[Mask labeling data]
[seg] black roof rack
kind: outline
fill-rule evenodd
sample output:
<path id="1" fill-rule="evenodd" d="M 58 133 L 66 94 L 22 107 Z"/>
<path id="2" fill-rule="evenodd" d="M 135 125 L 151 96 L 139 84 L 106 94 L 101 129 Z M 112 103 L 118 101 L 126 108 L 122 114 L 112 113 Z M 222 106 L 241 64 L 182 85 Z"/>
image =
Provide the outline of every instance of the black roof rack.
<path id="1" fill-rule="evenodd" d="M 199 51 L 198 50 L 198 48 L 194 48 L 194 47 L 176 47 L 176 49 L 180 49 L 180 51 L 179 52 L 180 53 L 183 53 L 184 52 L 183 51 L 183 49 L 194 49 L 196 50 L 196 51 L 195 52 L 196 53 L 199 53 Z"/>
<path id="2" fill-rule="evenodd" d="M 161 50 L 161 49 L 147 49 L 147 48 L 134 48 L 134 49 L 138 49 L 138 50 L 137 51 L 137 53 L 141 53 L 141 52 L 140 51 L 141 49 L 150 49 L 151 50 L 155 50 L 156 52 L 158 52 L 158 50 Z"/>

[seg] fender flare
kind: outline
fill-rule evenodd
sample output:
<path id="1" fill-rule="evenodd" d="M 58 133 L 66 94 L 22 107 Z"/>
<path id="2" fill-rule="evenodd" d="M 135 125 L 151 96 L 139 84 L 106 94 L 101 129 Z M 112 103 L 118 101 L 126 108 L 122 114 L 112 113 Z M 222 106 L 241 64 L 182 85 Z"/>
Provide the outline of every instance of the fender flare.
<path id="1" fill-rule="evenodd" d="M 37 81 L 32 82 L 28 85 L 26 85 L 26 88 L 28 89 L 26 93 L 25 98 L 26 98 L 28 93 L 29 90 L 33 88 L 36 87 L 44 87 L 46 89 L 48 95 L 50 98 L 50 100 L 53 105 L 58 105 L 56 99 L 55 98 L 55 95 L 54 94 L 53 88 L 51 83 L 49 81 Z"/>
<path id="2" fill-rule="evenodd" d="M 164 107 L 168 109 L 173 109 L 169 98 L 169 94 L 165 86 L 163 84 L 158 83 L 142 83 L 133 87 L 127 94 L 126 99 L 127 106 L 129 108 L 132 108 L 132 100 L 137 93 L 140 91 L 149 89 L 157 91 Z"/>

### GIVEN TASK
Rescale the data starting at the line that contains "[seg] fender flare" and ending at the end of the data, and write out every one of those lines. Multiply each coordinate in the answer outlines by 1.1 and round to whole numbers, with halves rounding up. Leave every other number, including those in the sample output, unchanged.

### COMPLETE RESPONSE
[seg] fender flare
kind: outline
fill-rule evenodd
sample output:
<path id="1" fill-rule="evenodd" d="M 58 133 L 66 94 L 22 107 Z"/>
<path id="2" fill-rule="evenodd" d="M 135 125 L 151 96 L 139 84 L 106 94 L 101 129 Z M 112 103 L 118 101 L 126 108 L 122 114 L 112 113 Z M 222 106 L 241 64 L 182 85 Z"/>
Provide the outline of every instance of the fender flare.
<path id="1" fill-rule="evenodd" d="M 41 89 L 35 90 L 31 94 L 29 94 L 29 97 L 31 98 L 29 102 L 28 108 L 29 108 L 31 102 L 32 99 L 36 97 L 40 96 L 48 96 L 51 98 L 53 105 L 55 108 L 55 110 L 58 116 L 64 116 L 62 109 L 61 108 L 61 105 L 59 103 L 58 97 L 56 91 L 54 89 Z"/>
<path id="2" fill-rule="evenodd" d="M 180 118 L 185 120 L 190 120 L 186 108 L 186 103 L 182 95 L 179 92 L 174 91 L 156 91 L 146 96 L 140 103 L 139 109 L 140 117 L 142 119 L 145 119 L 145 110 L 151 102 L 154 100 L 164 98 L 173 100 Z"/>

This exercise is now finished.